* Textauszug *
:::
Bittersüße Wahrheiten über Zucker

Von Silke Bollmohr, Gerold Schmidt und Jana Zotschew · · 2023/Sep-Okt
Viele Zucker-Arbeiter:innen in der Dominikanischen Republik haben Wurzeln in Haiti. Sie werden dringend gebraucht, trotzdem seit Jahrzehnten schlecht behandelt. © Erika Santelices / AFP / picturedesk.com

Gesundheitsgefahren, verletzte Landrechte, Umweltschäden: Der wachsende Zuckerkonsum hat weltweit negative Auswirkungen.

Wenn von Rohstoffen die Rede ist, fällt der erste Gedanke nicht unbedingt auf Zucker. Doch Zucker ist ein wichtiger Rohstoff. Vor wenigen Jahrhunderten war er noch ein Luxusgut, heute hat er eine enorme Bedeutung für die Lebensmittel- und Getränkeindustrie, insbesondere für die Süßwarenherstellung. Länder des Globalen Südens mit niedrigen und mittleren Einkommen ziehen längst nach oder übertreffen den Verbrauch des Globalen Nordens teilweise deutlich, vor allem durch den Konsum von überzuckerten Erfrischungsgetränken.

Haushaltszucker wirkt wie Gift für den Körper. Er ist eine Droge, die wie Alkohol die Leber schädigt, den Stoffwechsel aus dem Gleichgewicht bringt und Krankheiten begünstigt. Der übermäßige Zuckerkonsum erhöht das Risiko für Übergewicht, die größte Gesundheitsgefahr der Moderne, Diabetes und Karies.

Die Weltgesundheitsorganisation empfiehlt, täglich nicht mehr als 50 Gramm Zucker zu konsumieren. Angesichts der vom Zucker verursachten Krankheiten hält sie es sogar für sinnvoll, den Konsum unter 25 Gramm zu halten. Zum Vergleich: Ein Viertelliter (250ml) Coca-Cola enthält 27 Gramm Zucker.
:::
* Entnommene Auflistung *
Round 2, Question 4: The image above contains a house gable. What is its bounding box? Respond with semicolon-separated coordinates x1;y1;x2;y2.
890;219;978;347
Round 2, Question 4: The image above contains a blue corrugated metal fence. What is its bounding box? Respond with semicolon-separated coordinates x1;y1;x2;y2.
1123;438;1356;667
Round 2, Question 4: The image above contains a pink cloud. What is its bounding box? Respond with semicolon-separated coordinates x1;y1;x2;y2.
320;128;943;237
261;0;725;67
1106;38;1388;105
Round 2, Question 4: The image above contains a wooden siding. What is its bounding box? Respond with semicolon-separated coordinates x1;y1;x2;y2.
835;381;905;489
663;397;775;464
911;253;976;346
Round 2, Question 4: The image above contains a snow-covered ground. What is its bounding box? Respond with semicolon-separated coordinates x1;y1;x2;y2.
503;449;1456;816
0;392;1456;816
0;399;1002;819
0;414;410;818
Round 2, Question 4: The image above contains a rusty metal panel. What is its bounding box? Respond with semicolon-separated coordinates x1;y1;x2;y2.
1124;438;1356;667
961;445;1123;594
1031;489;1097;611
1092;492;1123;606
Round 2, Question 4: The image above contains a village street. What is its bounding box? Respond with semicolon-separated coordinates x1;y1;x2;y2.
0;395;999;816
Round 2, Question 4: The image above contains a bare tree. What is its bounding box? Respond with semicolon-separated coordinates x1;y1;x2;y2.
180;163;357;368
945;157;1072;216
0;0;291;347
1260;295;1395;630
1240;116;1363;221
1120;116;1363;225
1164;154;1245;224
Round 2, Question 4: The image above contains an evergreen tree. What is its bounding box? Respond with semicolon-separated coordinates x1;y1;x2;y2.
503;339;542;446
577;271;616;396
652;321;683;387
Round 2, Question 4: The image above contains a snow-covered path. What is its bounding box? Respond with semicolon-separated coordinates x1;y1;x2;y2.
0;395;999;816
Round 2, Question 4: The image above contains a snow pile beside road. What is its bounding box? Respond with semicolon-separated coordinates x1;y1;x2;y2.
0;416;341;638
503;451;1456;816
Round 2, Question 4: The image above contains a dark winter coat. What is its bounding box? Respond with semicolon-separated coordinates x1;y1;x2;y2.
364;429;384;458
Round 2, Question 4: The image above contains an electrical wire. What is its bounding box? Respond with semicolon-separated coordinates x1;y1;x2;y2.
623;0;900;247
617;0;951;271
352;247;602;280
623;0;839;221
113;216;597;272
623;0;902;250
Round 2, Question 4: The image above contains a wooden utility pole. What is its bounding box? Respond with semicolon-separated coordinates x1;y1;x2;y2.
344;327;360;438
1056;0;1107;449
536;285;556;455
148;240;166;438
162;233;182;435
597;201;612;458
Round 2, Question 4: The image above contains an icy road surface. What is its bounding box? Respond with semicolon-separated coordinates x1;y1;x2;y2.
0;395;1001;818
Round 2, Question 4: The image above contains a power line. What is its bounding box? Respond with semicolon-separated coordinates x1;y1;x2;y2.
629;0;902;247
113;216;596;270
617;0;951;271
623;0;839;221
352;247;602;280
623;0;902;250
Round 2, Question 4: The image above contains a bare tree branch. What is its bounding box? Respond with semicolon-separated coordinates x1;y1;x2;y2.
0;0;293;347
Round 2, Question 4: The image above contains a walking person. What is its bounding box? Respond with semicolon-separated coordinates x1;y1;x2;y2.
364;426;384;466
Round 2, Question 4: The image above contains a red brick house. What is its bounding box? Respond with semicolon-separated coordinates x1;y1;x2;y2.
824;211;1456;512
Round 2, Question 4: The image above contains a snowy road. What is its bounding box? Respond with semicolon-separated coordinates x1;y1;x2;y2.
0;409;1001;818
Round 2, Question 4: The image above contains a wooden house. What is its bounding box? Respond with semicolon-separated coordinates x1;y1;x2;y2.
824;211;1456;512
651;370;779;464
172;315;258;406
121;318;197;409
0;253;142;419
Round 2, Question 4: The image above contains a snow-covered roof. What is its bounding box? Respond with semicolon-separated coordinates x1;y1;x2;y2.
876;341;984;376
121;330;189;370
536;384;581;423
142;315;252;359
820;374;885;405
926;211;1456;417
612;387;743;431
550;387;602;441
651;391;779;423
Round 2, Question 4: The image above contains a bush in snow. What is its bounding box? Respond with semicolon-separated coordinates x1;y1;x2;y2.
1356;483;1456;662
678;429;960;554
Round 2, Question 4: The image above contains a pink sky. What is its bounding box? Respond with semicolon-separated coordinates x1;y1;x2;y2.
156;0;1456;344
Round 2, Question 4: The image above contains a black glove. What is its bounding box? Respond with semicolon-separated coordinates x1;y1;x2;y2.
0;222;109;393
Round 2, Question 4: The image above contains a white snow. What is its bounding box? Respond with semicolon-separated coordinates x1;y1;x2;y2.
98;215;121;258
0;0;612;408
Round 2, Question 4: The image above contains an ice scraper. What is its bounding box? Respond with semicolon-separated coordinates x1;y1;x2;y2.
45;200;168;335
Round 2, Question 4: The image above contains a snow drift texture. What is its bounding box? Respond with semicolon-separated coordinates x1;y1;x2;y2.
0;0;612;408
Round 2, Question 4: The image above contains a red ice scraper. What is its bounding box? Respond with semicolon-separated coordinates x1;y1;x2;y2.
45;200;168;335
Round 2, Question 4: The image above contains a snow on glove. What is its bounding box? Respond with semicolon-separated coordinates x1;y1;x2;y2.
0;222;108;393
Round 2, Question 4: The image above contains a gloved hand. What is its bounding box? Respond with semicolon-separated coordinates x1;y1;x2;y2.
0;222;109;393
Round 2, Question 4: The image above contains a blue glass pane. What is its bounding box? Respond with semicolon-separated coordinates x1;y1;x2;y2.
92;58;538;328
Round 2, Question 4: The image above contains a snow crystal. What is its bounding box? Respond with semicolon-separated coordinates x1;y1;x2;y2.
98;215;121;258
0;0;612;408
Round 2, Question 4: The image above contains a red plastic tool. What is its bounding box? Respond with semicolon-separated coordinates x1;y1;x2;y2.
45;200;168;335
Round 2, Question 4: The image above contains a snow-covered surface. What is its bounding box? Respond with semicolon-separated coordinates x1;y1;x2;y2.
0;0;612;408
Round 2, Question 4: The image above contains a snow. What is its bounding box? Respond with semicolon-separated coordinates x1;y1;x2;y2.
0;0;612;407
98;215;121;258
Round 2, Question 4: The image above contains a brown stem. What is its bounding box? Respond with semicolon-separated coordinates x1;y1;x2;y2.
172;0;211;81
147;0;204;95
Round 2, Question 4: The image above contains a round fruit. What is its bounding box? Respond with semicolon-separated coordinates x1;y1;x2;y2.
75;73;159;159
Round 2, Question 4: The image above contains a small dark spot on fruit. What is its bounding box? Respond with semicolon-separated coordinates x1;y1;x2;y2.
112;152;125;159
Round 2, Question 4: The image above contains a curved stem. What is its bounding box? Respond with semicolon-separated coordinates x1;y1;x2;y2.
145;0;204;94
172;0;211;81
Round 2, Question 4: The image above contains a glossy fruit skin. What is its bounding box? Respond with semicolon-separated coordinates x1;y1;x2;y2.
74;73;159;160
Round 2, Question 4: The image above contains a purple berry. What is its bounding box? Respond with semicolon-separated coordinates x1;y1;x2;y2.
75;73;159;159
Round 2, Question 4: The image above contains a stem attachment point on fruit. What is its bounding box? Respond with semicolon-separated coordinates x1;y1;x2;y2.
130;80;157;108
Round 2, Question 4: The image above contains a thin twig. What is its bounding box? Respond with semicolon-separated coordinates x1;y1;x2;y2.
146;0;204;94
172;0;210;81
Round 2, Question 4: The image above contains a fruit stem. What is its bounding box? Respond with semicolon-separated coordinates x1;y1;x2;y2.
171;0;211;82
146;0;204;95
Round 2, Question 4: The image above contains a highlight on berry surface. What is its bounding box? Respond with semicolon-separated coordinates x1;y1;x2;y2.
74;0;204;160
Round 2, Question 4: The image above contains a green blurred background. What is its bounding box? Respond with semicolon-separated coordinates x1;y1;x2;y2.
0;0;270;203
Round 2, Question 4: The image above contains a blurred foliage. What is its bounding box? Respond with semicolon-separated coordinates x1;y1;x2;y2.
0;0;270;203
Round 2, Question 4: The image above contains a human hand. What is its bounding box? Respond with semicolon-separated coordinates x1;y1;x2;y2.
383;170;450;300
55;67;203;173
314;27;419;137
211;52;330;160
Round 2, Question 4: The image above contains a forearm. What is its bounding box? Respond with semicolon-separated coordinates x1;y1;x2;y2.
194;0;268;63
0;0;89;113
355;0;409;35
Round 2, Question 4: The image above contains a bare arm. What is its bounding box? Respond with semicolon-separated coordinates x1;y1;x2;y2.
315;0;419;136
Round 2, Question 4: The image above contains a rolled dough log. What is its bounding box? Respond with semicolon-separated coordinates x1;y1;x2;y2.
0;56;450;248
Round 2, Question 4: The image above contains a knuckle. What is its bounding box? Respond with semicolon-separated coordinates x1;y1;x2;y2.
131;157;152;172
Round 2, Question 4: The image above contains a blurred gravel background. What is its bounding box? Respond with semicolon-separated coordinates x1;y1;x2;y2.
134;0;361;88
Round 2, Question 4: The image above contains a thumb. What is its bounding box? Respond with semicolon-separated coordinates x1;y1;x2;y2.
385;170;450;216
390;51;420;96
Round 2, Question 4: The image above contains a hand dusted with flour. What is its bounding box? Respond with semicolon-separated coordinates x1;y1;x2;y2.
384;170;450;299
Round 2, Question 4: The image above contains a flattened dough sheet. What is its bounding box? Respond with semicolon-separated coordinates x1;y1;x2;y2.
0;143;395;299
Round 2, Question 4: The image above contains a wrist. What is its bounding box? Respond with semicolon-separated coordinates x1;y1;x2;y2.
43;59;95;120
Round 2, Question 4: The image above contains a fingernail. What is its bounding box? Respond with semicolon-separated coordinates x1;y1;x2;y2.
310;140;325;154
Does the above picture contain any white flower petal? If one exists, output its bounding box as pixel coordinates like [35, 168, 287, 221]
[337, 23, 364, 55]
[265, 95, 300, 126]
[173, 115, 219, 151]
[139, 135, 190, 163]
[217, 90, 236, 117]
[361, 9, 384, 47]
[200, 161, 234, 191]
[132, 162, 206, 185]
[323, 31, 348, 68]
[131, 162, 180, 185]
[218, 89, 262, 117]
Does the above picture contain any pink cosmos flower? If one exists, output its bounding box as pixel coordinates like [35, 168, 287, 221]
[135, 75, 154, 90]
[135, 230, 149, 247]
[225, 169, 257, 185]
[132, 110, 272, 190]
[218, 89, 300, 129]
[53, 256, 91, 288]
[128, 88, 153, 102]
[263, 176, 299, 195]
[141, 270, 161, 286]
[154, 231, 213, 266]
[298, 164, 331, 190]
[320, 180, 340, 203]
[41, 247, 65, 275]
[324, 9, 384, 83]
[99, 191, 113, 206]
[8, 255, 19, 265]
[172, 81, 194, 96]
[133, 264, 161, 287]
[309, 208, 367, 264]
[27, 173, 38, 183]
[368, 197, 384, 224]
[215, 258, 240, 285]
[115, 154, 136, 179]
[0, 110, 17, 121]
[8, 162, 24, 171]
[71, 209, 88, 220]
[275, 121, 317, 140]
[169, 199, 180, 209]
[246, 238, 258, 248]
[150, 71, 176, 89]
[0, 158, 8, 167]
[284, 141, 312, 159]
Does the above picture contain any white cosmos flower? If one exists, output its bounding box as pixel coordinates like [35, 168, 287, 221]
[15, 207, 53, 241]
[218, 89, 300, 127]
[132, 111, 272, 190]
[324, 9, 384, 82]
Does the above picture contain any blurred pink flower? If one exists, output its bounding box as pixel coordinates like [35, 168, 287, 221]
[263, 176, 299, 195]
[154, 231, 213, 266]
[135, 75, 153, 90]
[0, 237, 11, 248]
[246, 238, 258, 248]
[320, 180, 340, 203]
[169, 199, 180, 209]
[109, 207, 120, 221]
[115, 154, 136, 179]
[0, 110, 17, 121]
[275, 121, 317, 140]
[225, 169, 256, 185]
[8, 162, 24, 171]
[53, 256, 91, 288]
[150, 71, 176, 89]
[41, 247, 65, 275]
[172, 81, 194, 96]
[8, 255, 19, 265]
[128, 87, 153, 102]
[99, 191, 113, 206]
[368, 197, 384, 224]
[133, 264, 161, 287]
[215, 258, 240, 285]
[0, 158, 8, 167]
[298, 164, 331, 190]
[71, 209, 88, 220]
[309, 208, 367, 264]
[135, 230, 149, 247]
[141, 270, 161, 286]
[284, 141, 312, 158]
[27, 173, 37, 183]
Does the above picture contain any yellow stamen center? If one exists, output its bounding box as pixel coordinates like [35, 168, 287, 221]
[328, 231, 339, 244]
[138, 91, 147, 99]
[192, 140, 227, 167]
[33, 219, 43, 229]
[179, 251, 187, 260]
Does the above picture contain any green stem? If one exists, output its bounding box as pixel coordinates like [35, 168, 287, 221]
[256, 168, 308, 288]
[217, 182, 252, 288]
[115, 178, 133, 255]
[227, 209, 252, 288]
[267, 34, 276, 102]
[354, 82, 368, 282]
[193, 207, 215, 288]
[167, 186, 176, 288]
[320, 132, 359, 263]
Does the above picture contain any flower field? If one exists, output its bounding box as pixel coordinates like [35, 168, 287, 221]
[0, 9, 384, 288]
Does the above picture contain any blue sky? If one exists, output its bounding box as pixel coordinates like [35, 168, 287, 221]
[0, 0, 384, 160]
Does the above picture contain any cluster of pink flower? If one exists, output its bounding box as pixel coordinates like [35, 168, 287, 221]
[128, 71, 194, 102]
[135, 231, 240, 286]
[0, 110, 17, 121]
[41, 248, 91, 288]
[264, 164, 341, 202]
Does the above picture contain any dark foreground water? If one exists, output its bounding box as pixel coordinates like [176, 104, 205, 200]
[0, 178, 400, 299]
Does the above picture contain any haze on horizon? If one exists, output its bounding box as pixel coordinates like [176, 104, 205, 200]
:::
* Aufgabenstellung *
1) Wie viel Gramm Zucker enthält ein Viertelliter Coca-Cola laut dem Text über Zucker?
2) Schreibe aus dem Text über Zucker die Stelle von „Gesundheitsgefahren, verletzte Landrechte, Umweltschäden: Der“ bis „von überzuckerten Erfrischungsgetränken.“ wortgetreu ab.
3) Setze den Text über Zucker nach seinem letzten Satz fort.
Die Auflistung ist eigenständiges Material und gehört nicht zum Text über Zucker.

* Lösungen zur Übung *
1) 27 Gramm.

2)
Gesundheitsgefahren, verletzte Landrechte, Umweltschäden: Der wachsende Zuckerkonsum hat weltweit negative Auswirkungen.

Wenn von Rohstoffen die Rede ist, fällt der erste Gedanke nicht unbedingt auf Zucker. Doch Zucker ist ein wichtiger Rohstoff. Vor wenigen Jahrhunderten war er noch ein Luxusgut, heute hat er eine enorme Bedeutung für die Lebensmittel- und Getränkeindustrie, insbesondere für die Süßwarenherstellung. Länder des Globalen Südens mit niedrigen und mittleren Einkommen ziehen längst nach oder übertreffen den Verbrauch des Globalen Nordens teilweise deutlich, vor allem durch den Konsum von überzuckerten Erfrischungsgetränken.

3)
Zuckerkonsum und seine gesundheitlichen Folgen sind die eine Sache, seine vielfältigen sozial-ökologischen Auswirkungen insbesondere in Ländern des Globalen Südens eine andere. Übrig gebliebene Strukturen aus der Kolonialzeit spielen dabei ebenso eine Rolle wie die Anbaumethoden und die heutigen globalen Handelsbeziehungen – und ganz konkret die Handelspolitik der Europäischen Union.

Rübe und Rohr. Zucker wird sowohl aus der Zuckerrübe als auch aus Zuckerrohr hergestellt. Chemisch gesehen ist der Zucker aus beiden Pflanzen identisch, die klimatischen Bedingungen sind jedoch entscheidend dafür, wo die jeweilige Pflanze anbaufähig ist.

In den EU-Ländern wird Zucker fast ausschließlich aus der Zuckerrübe gewonnen, die erst in der zweiten Hälfte des 18. Jahrhunderts gezüchtet wurde und besonders gut in gemäßigtem Klima wächst. Die Hälfte des weltweit gewonnenen Rübenzuckers wird in der EU produziert – Frankreich, Deutschland und Polen stehen hier an der Spitze.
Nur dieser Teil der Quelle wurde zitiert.